Can you arrange the stretch from the line containing "140L12 150H36L44 146V137L39" through the line containing "positive clicks: (6, 145)", both ends included, as a JSON list of strings with one string per line and blank lines left out? Give only those lines.

═════ EXTRACTED MATERIAL

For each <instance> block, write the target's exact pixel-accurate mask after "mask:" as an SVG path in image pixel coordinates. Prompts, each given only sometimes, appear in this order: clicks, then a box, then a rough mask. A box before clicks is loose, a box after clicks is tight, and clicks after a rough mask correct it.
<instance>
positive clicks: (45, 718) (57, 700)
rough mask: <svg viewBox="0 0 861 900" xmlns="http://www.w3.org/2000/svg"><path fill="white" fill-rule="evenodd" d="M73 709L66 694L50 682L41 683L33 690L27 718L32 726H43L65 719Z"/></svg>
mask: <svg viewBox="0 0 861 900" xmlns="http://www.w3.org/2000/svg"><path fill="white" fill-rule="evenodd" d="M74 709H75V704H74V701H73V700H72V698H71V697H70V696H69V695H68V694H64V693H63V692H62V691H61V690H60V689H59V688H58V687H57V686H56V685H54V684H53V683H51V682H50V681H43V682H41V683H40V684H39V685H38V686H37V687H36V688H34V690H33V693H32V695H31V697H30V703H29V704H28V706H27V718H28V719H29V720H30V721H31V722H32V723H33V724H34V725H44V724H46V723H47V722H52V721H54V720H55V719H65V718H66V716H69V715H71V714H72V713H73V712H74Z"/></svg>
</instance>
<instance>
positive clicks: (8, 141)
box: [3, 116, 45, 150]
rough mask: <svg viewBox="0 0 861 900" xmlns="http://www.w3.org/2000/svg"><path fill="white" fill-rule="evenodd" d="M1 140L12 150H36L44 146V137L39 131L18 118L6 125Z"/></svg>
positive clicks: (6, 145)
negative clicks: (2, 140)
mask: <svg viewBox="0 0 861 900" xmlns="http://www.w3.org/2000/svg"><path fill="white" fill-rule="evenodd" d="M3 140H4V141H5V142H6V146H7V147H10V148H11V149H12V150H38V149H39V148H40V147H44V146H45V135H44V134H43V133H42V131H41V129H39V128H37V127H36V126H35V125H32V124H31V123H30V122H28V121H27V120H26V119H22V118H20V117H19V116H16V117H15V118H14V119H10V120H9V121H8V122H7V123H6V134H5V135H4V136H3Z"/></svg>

══════════

__RESPONSE TO THE EXERCISE__.
[
  "rough mask: <svg viewBox=\"0 0 861 900\" xmlns=\"http://www.w3.org/2000/svg\"><path fill=\"white\" fill-rule=\"evenodd\" d=\"M1 140L12 150H36L44 146V137L39 131L18 118L6 125Z\"/></svg>",
  "positive clicks: (6, 145)"
]